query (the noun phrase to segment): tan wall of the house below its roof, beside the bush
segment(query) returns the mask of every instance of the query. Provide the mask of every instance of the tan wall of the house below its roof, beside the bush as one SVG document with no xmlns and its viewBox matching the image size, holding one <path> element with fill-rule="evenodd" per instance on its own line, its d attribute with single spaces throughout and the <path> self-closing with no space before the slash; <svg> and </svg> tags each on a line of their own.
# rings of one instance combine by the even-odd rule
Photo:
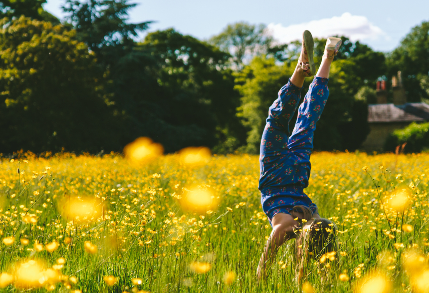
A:
<svg viewBox="0 0 429 293">
<path fill-rule="evenodd" d="M 370 123 L 369 134 L 362 143 L 361 149 L 366 152 L 382 151 L 387 136 L 396 129 L 404 128 L 410 122 Z"/>
</svg>

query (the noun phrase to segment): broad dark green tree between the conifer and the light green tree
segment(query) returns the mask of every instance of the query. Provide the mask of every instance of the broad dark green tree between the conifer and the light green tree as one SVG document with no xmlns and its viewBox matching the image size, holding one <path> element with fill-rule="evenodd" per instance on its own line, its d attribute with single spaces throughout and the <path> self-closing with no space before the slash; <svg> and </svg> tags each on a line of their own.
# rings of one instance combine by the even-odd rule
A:
<svg viewBox="0 0 429 293">
<path fill-rule="evenodd" d="M 229 54 L 173 29 L 149 33 L 138 50 L 155 63 L 148 67 L 150 77 L 141 80 L 147 86 L 125 93 L 135 105 L 127 110 L 135 126 L 147 126 L 134 127 L 135 134 L 157 139 L 166 151 L 191 145 L 222 152 L 237 148 L 244 131 L 236 118 L 234 77 L 226 69 Z"/>
</svg>

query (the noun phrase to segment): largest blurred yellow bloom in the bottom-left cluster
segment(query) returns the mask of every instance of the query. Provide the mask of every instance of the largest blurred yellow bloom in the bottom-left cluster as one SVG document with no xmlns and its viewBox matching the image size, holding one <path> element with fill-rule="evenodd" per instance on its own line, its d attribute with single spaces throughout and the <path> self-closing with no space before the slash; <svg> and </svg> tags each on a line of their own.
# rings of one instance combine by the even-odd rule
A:
<svg viewBox="0 0 429 293">
<path fill-rule="evenodd" d="M 34 259 L 20 263 L 15 269 L 14 277 L 15 287 L 18 289 L 39 288 L 45 282 L 43 265 Z"/>
</svg>

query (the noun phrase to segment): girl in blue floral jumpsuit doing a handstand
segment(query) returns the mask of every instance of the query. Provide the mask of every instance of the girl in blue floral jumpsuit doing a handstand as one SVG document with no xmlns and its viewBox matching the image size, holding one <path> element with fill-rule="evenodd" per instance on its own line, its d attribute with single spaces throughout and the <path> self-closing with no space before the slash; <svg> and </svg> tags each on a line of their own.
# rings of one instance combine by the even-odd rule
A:
<svg viewBox="0 0 429 293">
<path fill-rule="evenodd" d="M 341 39 L 328 38 L 322 63 L 298 109 L 292 134 L 289 132 L 289 122 L 298 107 L 304 79 L 313 76 L 316 71 L 313 46 L 310 32 L 305 31 L 298 64 L 289 82 L 280 89 L 277 100 L 271 105 L 262 134 L 259 189 L 262 208 L 273 230 L 259 261 L 258 278 L 265 274 L 278 247 L 296 238 L 299 230 L 302 232 L 298 233 L 297 242 L 308 240 L 309 244 L 303 247 L 306 251 L 297 251 L 297 258 L 302 259 L 306 252 L 312 250 L 330 250 L 332 245 L 332 241 L 326 241 L 329 238 L 326 231 L 331 229 L 332 233 L 334 228 L 332 224 L 329 226 L 329 220 L 320 217 L 317 206 L 304 193 L 304 188 L 308 186 L 310 176 L 313 133 L 328 99 L 330 66 L 341 46 Z M 302 223 L 305 223 L 305 227 L 301 226 Z M 301 259 L 298 259 L 298 266 Z M 301 270 L 297 270 L 298 279 Z"/>
</svg>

-=-=-

Leaving out only the pictures, retype every record exactly.

query (the noun phrase to segment): tan wall of the house below its roof, beside the bush
segment(query) returns the mask of every instance of the query. Provide the mask of every instance of the tan wall of the house below its roof, beside the bush as one SVG document with no xmlns and its viewBox matching the image size, holding one <path> element with fill-rule="evenodd" per instance on its own line, its d attribute with single spaces throughout and the <path> self-closing with no space before the slash; <svg> and </svg> tags each on a line of their own.
# rings of one instance combine by the even-odd rule
Photo:
A:
<svg viewBox="0 0 429 293">
<path fill-rule="evenodd" d="M 370 123 L 369 134 L 362 143 L 361 149 L 366 152 L 382 151 L 387 136 L 396 129 L 404 128 L 410 122 Z"/>
</svg>

query (the noun phrase to segment): broad dark green tree between the conifer and the light green tree
segment(query) returns the mask of every instance of the query. Provide the mask of every instance of the broad dark green tree between the conifer and the light green tree as one SVG document with no xmlns and its viewBox matching the image size, holding one <path> element with fill-rule="evenodd" per instance on its own line, its d attribute with single spaces throughout and the <path> self-closing with no space before the slash; <svg> and </svg> tags each on a line of their own.
# rings of one instance combine by the even-odd rule
A:
<svg viewBox="0 0 429 293">
<path fill-rule="evenodd" d="M 229 54 L 173 29 L 149 33 L 138 50 L 155 63 L 148 67 L 150 77 L 141 80 L 147 86 L 125 93 L 135 105 L 127 110 L 135 126 L 147 126 L 134 127 L 135 134 L 157 139 L 166 151 L 191 145 L 222 152 L 237 148 L 244 131 L 236 118 L 234 77 L 226 69 Z"/>
</svg>

query (the noun phrase to segment): largest blurred yellow bloom in the bottom-left cluster
segment(query) returns the mask of every instance of the query. Provide the mask of every instance of the largest blurred yellow bloom in the bottom-left cluster as one SVG document with no xmlns and its viewBox matching the image size, holding one <path> element with fill-rule="evenodd" per instance on its own line, its d attribute with single spaces throughout and the <path> self-closing with no space before the slash; <svg> and </svg> tags each on a line of their own.
# rings of one instance combine by the even-odd rule
A:
<svg viewBox="0 0 429 293">
<path fill-rule="evenodd" d="M 34 259 L 20 263 L 15 269 L 14 277 L 15 287 L 18 289 L 39 288 L 45 282 L 43 265 Z"/>
</svg>

query (the noun phrase to segment): girl in blue floral jumpsuit doing a handstand
segment(query) returns the mask of every instance of the query. Provide the mask of every instance of the girl in blue floral jumpsuit doing a handstand as one SVG document with no xmlns and its viewBox matching the image size, holding one <path> element with fill-rule="evenodd" per instance on its own line, its d attribute with single spaces throughout and the <path> self-closing with no space before the slash; <svg> and </svg> tags each on a line of their own.
# rings of one instance combine by the even-odd rule
A:
<svg viewBox="0 0 429 293">
<path fill-rule="evenodd" d="M 341 39 L 328 38 L 322 63 L 298 109 L 292 134 L 289 132 L 289 122 L 298 107 L 304 79 L 313 76 L 316 71 L 313 46 L 310 32 L 305 31 L 298 64 L 289 82 L 280 89 L 277 100 L 271 105 L 262 134 L 259 189 L 262 208 L 273 230 L 259 261 L 258 278 L 265 274 L 278 247 L 296 238 L 299 230 L 302 232 L 298 233 L 297 242 L 308 240 L 309 244 L 303 247 L 306 251 L 297 251 L 297 258 L 302 259 L 306 252 L 312 250 L 330 250 L 332 245 L 332 241 L 326 241 L 329 238 L 326 231 L 331 229 L 332 233 L 334 228 L 332 224 L 329 226 L 329 220 L 320 217 L 317 206 L 304 193 L 304 188 L 308 186 L 310 176 L 313 133 L 328 99 L 330 66 L 341 46 Z M 302 223 L 305 223 L 305 227 L 301 226 Z M 301 259 L 298 259 L 298 266 Z M 301 270 L 297 270 L 298 279 Z"/>
</svg>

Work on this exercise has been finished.